start DOCUMENT SEGMENT

Behind Eddy Burback’s humorous videos there is an almost brutal irony at play about the world we live in. I don’t know if Burback means it that way or if it just comes out that way, but his videos often play out as a quiet, increasingly bleak observation about our own society. This is never clearer than in his latest video about the Apple Vision Pro where he reviews the new piece of tech and its potential consequences.
Watching the video at first, I thought he was just reviewing the product somewhat facetiously. The Vision Pro is expensive, weighty, brutish, and bulky. The battery life is short, the headset itself is somewhat uncomfortable, and in essence, using the Vision Pro isn’t that much different from using your smartphone. While it isn’t an entirely user-friendly product yet, it hints at a future with a lot of possibilities.
And we could’ve summed up the Vision Pro like this: “It’s a mediocre piece of technology that allows us a glimpse of what it can be.”
In the video, it’s only when Burback puts the Vision Pro down and comes back to it a few days later that the full extent of the possibilities become clear. The glimpse of what it can be is in some ways horrifying. While on its surface, the Vision Pro might be a way to interact with the internet and all the adjacent audiovisual material in a way that allows for us to interact with reality more than your smartphone allows you to do. The Vision Pro is meant as a way to augment how you experience reality, after all. The question is if augmentation is such a good thing.

end DOCUMENT SEGMENT
start PROVIDED DATA

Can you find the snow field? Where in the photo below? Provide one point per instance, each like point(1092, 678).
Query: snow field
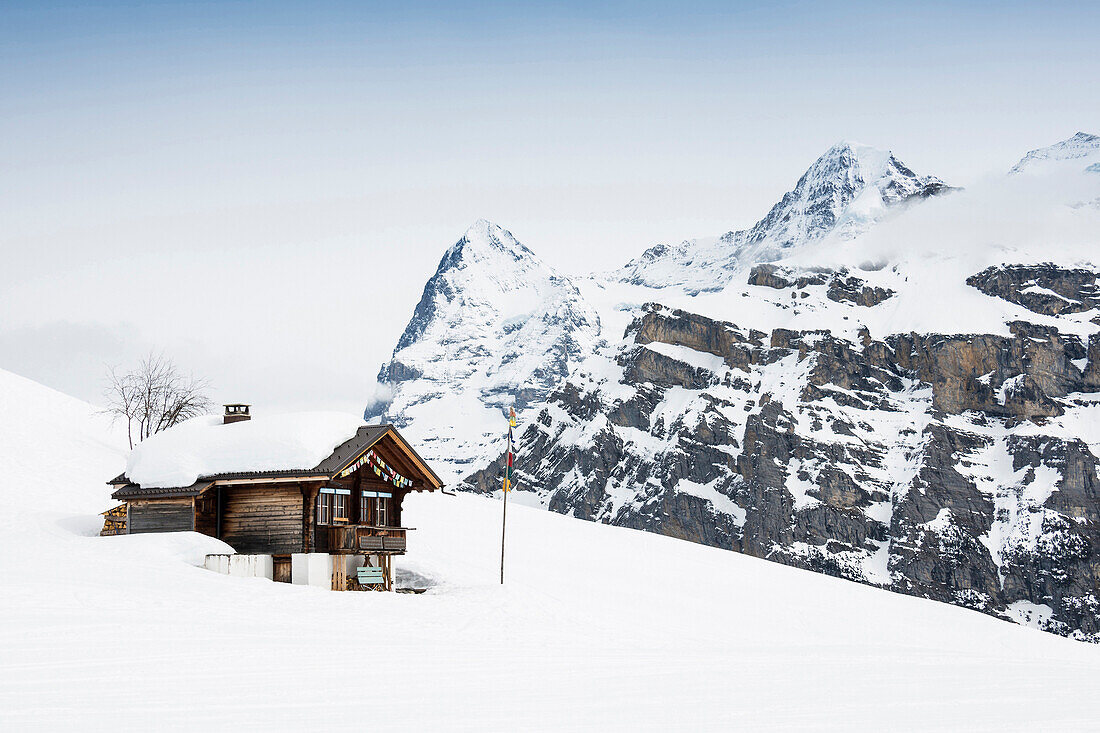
point(597, 628)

end PROVIDED DATA

Copy out the piece about Eddy Burback's Vision Pro video in full, word for word. The listing has nothing to do with the piece about Eddy Burback's Vision Pro video.

> _RESULT FOR THIS EXERCISE_
Behind Eddy Burback’s humorous videos there is an almost brutal irony at play about the world we live in. I don’t know if Burback means it that way or if it just comes out that way, but his videos often play out as a quiet, increasingly bleak observation about our own society. This is never clearer than in his latest video about the Apple Vision Pro where he reviews the new piece of tech and its potential consequences.
Watching the video at first, I thought he was just reviewing the product somewhat facetiously. The Vision Pro is expensive, weighty, brutish, and bulky. The battery life is short, the headset itself is somewhat uncomfortable, and in essence, using the Vision Pro isn’t that much different from using your smartphone. While it isn’t an entirely user-friendly product yet, it hints at a future with a lot of possibilities.
And we could’ve summed up the Vision Pro like this: “It’s a mediocre piece of technology that allows us a glimpse of what it can be.”
In the video, it’s only when Burback puts the Vision Pro down and comes back to it a few days later that the full extent of the possibilities become clear. The glimpse of what it can be is in some ways horrifying. While on its surface, the Vision Pro might be a way to interact with the internet and all the adjacent audiovisual material in a way that allows for us to interact with reality more than your smartphone allows you to do. The Vision Pro is meant as a way to augment how you experience reality, after all. The question is if augmentation is such a good thing.